*EXERCISE DIRECTIONS*. Continue the tour diary entry below about the battered hire van, picking up right after its final line.

*SELECTED EXCERPT*.
= Beginning of Section =

The hire van is receiving a severe punishing on this tour. Yesterday we acquired our second flat tyre. And not just flat, but ripped open. Flapping in the breeze. Rim to the bitumen. Google maps was to blame this time. Cloher was driving us to the ABC for a live interview, with Google maps navigating, when we sailed past the ABC building in the wrong direction, Ms Google instructing us to 'Continue Straight'. Jen decided to chuck a U-bolt and mistimed the manoeuvre, slamming the front tyre into the curb. I had my drink bottle open at the time and water crashed forth dramatically from it on impact. Tempers were frayed but Jen and I managed to make it to the radio interview while Dyso dealt with the NRMA who, by some miracle, arrived within five minutes of her hanging up from the operator. Nothing tests the nerves like driving in Sydney. And we've all had some hire car disasters. This one pales in comparison to some of them. On my last album tour I managed to lose the (electronic) key to our hire van and we had to wait a few days, the van parked on a street in Coogee with the entire bands' gear still locked in the back of it, until the new $350 replacement key arrived. I've heard stories of rear windows exploding, crashes, being chased for years for money after not taking out any vehicle insurance. Luckily this Toyota we have this time was already battle scarred. "We will drive this van to its grave" said Jen last night on stage after we'd recounted the days happenings. "Yeah" said Dyso, "Canberra".

= End of Section =

*SUPPLIED MATERIAL*.

= Beginning of Section =

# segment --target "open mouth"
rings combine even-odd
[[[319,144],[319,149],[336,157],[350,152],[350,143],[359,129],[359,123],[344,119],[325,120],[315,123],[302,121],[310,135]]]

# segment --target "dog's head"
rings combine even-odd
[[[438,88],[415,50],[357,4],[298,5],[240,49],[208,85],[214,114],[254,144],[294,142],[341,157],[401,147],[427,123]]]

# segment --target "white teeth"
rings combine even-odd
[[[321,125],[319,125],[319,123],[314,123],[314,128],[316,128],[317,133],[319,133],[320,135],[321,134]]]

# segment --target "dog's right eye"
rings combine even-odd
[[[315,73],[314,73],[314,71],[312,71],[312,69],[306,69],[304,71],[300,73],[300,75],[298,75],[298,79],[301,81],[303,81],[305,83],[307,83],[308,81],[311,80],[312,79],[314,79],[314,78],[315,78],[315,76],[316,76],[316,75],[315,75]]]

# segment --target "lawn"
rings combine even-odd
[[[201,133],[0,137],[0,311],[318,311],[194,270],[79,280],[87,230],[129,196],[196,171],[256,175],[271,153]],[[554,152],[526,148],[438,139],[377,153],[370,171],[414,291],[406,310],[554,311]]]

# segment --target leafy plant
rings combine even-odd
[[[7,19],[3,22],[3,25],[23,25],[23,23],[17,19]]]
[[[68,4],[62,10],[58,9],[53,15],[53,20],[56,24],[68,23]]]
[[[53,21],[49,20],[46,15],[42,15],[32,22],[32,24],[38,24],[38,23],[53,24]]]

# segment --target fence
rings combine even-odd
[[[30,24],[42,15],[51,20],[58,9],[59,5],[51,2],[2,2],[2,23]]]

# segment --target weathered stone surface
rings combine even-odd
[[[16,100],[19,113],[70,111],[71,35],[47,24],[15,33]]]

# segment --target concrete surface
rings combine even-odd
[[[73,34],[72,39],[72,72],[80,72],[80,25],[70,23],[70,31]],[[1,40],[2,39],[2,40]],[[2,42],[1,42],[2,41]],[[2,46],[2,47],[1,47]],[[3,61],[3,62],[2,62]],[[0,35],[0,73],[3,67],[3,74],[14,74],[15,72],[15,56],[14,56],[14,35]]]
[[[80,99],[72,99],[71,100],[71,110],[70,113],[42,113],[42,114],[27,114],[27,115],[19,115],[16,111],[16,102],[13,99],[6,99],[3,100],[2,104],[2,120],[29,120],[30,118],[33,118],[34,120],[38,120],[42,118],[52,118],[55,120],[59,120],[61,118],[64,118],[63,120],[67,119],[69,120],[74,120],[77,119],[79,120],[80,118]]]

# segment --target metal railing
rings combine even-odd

= End of Section =

*TASK OUTPUT*.
We've been making our way down the East Coast. It's gig number ten tonight, in Katoomba, and the vortex of touring has already closed in. I was having a smoke out the back of the Brass Monkey in Cronulla last night, reading an Age newspaper blog about a Melbourne Cup reveller vomiting pink alco pop all over her boyfriends' shoes, when a homeless guy appeared looming over me from street level. He proceeded to talk at me about the state of the economy in Australia and the false sense of security that we've been lulled into in this country. What he was saying was making a lot of sense. When I told him I was a musician his voice raised as he explained that musicians these days don't sing with any conviction because no-one's got any soul anymore. I politely disagreed. He completely lost me when he started suggesting that more women than ever before were getting breast cancer because Germaine Greer had encouraged them all to burn their bras… That was an intense few minutes with him out there. I returned to my soda water, nursing my hangover, and pondered (some of) what he'd said until we went on stage.
It was Danny's birthday on Monday. In true band spirit we 'got on it' with him later in the evening, after Mia, Jen and I conducted another workshop. There was also Yum Cha for lunch. Danny's request. Without any days off it's hard to really celebrate with gusto but we gave it a red hotty. And Danny's enthusiasm for all things birthday was incredibly infectious. We've decided to extend the day's celebrations to an entire week.